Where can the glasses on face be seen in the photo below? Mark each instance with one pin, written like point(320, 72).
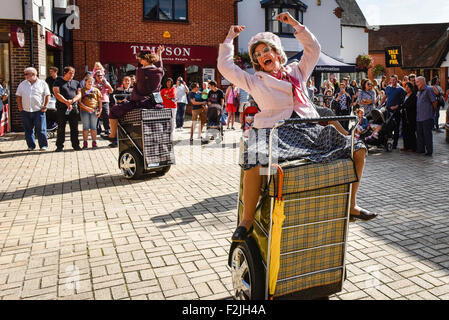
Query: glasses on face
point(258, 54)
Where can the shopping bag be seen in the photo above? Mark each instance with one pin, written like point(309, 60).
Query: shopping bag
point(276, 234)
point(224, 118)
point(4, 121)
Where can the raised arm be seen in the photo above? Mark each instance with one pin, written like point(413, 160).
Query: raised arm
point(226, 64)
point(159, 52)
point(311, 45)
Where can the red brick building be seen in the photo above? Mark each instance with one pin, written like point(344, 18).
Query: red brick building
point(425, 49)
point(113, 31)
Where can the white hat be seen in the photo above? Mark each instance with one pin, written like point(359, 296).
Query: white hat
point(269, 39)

○ ○ ○ ○ ○

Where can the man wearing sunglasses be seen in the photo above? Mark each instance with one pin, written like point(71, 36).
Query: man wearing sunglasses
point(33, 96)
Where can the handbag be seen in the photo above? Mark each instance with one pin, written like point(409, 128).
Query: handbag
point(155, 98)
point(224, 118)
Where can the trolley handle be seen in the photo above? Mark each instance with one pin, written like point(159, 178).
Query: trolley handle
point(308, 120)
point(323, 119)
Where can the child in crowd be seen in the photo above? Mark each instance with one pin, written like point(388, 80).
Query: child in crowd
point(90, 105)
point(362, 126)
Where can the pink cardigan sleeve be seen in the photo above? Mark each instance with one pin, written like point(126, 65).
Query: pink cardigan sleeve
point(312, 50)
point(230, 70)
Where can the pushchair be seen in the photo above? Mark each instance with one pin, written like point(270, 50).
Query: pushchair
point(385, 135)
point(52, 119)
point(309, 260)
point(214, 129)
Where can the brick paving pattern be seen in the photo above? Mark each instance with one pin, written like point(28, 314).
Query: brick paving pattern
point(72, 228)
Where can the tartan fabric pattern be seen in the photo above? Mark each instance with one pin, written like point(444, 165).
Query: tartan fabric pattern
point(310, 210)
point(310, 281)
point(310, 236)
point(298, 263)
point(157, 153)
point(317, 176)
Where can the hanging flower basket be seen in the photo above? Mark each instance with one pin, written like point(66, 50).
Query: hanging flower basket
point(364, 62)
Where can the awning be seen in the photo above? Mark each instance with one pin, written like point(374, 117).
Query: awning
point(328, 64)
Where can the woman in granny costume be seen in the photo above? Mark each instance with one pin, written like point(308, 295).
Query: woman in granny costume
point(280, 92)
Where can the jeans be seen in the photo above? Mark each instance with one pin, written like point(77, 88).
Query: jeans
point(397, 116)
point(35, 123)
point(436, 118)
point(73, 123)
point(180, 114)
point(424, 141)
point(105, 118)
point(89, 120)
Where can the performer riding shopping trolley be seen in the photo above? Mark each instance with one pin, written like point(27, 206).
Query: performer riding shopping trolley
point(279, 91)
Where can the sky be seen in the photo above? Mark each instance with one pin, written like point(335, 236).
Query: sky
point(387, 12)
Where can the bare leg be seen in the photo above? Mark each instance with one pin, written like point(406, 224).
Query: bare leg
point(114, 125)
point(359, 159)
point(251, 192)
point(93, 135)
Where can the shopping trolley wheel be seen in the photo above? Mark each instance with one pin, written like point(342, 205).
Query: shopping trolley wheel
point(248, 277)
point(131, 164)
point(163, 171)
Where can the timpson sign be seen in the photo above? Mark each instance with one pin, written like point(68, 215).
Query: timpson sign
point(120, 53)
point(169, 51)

○ ○ ○ ○ ○

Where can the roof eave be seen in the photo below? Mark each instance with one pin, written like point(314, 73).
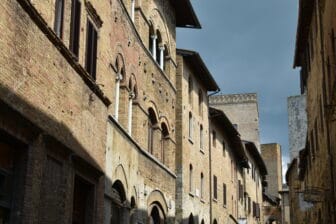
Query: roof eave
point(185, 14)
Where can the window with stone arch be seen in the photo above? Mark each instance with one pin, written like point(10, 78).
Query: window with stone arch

○ ○ ○ ○ ○

-- AIM --
Set out the lines of the listing above as a numbered list, starting at the line that contains "Where can the sky" and ending at the line that contains "point(163, 171)", and leave out any blank lines.

-- EXERCISE RESPONSE --
1. Where can the sky be seen in the photo above? Mark each instance with one pin, written like point(335, 236).
2. Query: sky
3. point(387, 12)
4. Where can the bare leg be seen in the photo above? Mark each instance with one pin, written like point(406, 224).
5. Query: bare leg
6. point(114, 125)
7. point(359, 159)
8. point(251, 192)
9. point(93, 135)
10. Where can the shopping trolley wheel be seen in the photo above? Mark each instance with one pin, written like point(342, 205).
11. Query: shopping trolley wheel
12. point(248, 277)
13. point(131, 164)
14. point(163, 171)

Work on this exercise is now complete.